- **Problem statement**
Rewrite the lines below as a numbered list, omitting any blank lines.

- **Material**
• • • • • • •
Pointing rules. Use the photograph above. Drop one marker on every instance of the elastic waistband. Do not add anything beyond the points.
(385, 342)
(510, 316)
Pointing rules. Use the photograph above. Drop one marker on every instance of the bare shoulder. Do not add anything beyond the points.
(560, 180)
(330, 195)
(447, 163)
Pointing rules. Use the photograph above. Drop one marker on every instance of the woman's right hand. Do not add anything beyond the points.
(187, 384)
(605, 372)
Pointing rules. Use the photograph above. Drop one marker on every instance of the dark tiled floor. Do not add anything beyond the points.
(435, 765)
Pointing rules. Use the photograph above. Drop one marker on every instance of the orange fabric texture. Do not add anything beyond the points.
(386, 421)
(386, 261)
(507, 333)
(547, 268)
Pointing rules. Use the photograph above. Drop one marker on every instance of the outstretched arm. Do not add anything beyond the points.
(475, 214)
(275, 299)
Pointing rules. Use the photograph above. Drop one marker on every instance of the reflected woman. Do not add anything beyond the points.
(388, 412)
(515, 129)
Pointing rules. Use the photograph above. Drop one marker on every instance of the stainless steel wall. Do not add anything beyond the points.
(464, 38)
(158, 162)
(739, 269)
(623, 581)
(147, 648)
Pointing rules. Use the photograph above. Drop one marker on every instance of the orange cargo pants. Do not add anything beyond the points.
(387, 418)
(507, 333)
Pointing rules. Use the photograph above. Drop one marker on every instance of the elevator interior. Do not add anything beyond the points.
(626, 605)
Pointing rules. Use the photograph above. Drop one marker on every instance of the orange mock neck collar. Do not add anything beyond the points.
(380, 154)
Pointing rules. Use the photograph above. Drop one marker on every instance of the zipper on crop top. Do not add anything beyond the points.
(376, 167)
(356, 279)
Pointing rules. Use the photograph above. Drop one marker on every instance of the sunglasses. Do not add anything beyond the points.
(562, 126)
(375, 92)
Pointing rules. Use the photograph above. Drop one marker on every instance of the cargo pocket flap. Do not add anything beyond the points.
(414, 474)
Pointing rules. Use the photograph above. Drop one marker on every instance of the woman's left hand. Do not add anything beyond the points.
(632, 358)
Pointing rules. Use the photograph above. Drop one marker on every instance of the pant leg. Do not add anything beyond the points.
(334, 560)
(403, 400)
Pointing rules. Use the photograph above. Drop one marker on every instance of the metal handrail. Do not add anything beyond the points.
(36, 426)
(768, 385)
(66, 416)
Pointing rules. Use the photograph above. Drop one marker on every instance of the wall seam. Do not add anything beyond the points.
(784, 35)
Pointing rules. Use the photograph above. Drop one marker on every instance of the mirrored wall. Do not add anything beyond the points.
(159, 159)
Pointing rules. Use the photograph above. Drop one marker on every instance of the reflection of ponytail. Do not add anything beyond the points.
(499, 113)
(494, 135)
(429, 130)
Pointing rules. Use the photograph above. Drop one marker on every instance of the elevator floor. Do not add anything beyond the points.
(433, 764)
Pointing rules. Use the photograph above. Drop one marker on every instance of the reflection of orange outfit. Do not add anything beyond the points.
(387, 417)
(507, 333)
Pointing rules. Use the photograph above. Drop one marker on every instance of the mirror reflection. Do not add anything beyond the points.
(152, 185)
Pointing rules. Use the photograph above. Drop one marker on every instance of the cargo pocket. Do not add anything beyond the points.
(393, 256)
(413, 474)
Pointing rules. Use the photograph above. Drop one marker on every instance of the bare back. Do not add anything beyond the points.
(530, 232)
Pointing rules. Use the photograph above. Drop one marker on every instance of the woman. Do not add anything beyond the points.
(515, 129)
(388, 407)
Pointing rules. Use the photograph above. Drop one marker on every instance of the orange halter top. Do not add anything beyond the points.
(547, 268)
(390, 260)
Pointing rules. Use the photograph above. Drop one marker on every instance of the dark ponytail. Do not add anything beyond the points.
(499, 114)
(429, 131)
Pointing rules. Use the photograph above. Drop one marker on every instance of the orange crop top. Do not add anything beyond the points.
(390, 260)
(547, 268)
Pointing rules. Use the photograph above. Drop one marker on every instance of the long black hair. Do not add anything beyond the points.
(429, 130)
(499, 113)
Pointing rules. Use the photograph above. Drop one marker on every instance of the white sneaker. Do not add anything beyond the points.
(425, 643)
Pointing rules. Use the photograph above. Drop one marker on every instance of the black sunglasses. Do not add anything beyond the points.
• • • • • • •
- **Answer**
1. Pointing rules. Use the photograph above. Drop one marker on every instance of the elastic waistband. Do not add anything beyond the points.
2. (385, 342)
3. (510, 316)
4. Pointing rules. Use the photograph above. Drop one marker on every instance of the bare shoulder. Do not add anything beyond the points.
5. (560, 180)
6. (330, 195)
7. (447, 163)
8. Pointing rules. Use the photograph above. Drop one marker on every instance of the woman's right hand. Do not add anything beyond the points.
9. (187, 384)
10. (605, 372)
11. Pointing rules. Use the photograph above. Drop one marker on every instance of the dark tiled floor. Do not add anything beyond the points.
12. (435, 765)
13. Pointing rules. Use the photograph above. Drop one marker on every instance of the orange fabric texture. Do not add anything beyond the points.
14. (386, 421)
15. (386, 261)
16. (507, 333)
17. (547, 268)
18. Pointing rules. Use the photograph above. Drop one marker on every instance of the outstretched arm. Do not add anything beyond the points.
19. (475, 214)
20. (275, 299)
21. Pointing rules. Use the photograph above. Drop one marker on every instance of the reflected woman. Do not add anything beyond the points.
22. (388, 412)
23. (515, 129)
24. Pointing rules. Use the photograph above. Drop one marker on every instance of the stainless steel wall. Do not add anything beyond the points.
25. (464, 38)
26. (158, 162)
27. (739, 269)
28. (623, 581)
29. (147, 648)
30. Pointing rules. Use the photograph above. Drop one marker on every instance of the orange cargo pants. Do not add anything beyond the points.
31. (387, 418)
32. (507, 333)
33. Pointing rules. Use the photograph above. Drop one marker on every instance of the elevator interior. Do not add anything beyond the points.
34. (626, 605)
35. Pointing rules. Use the photograph above. Drop one marker on every instance of the orange mock neck collar. Do not add anything beyond the points.
36. (380, 154)
37. Pointing rules. Use the photograph above. Drop one marker on every instance of the zipper on crop top. Do not add anything beyond the points.
38. (376, 167)
39. (356, 279)
40. Pointing rules. Use the photograph above. Drop one marker on every instance of the sunglasses. Do not add anything beyond the points.
41. (562, 126)
42. (375, 92)
43. Pointing rules. Use the photograph above. Drop one marker on every instance of the cargo pocket flap. Do not add anything beyond the points.
44. (414, 474)
45. Pointing rules. Use the photograph above. Drop one marker on every instance of the woman's left hand. Do not add anything beyond the points.
46. (632, 358)
47. Pointing rules. Use the photograph above. Drop one marker on every instance of the pant leg. Do not add anything beyond the points.
48. (334, 560)
49. (403, 400)
50. Pointing rules. Use the photograph above. Drop one marker on every instance of the metal handrail. Do not add anything beyond the points.
51. (36, 426)
52. (768, 385)
53. (66, 416)
54. Pointing rules. Use the photograph above. Drop one marker on every instance of the wall seam. Do not add anything beyond the points.
55. (784, 35)
56. Pointing rules. Use the photograph above. Drop one marker on every instance of the mirrored wall. Do not add anything beyond the points.
57. (159, 159)
58. Pointing rules. Use the photograph above. Drop one marker on every instance of the reflection of ponytail. Do not add anything beyond the points.
59. (499, 113)
60. (494, 135)
61. (429, 130)
62. Pointing rules. Use the photograph above. Drop one marker on every instance of the elevator floor. Do not add anything beyond the points.
63. (433, 764)
64. Pointing rules. Use the photograph above. Drop one marker on every instance of the reflection of orange outfit. Do not add anything beyond the points.
65. (387, 417)
66. (507, 333)
67. Pointing rules. Use the photograph above. Drop one marker on every instance of the mirror reflection. Do not add anything beyond the points.
68. (152, 185)
69. Pointing rules. Use the photograph above. Drop one marker on every instance of the cargo pocket. Do not add anything beyond the points.
70. (393, 256)
71. (413, 474)
72. Pointing rules. Use the photograph above. Drop one marker on every instance of the bare back. Do not add anything beyond the points.
73. (530, 232)
74. Pointing rules. Use the photograph above. Drop one marker on every instance of the woman. Do not add anything beyond the points.
75. (515, 129)
76. (388, 407)
77. Pointing rules. Use the photograph above. Drop one marker on every instance of the orange halter top. Do not add anything beyond the points.
78. (547, 268)
79. (390, 260)
80. Pointing rules. Use the photograph above. Drop one marker on every instance of the dark ponytail. Do not add anything beyond the points.
81. (499, 114)
82. (429, 131)
83. Pointing rules. Use the photograph above. Drop one marker on every instance of the orange crop top. Do not add anything beyond the points.
84. (390, 260)
85. (547, 268)
86. Pointing rules. Use the photograph above. Drop one marker on every instance of the long black hair. Do not add anything beyond the points.
87. (429, 130)
88. (499, 113)
89. Pointing rules. Use the photograph above. Drop one marker on every instance of the white sneaker. Do not add anything beyond the points.
90. (425, 643)
91. Pointing rules. Use the photograph above. Drop one marker on every instance of the black sunglasses. Do not add anything beyond the points.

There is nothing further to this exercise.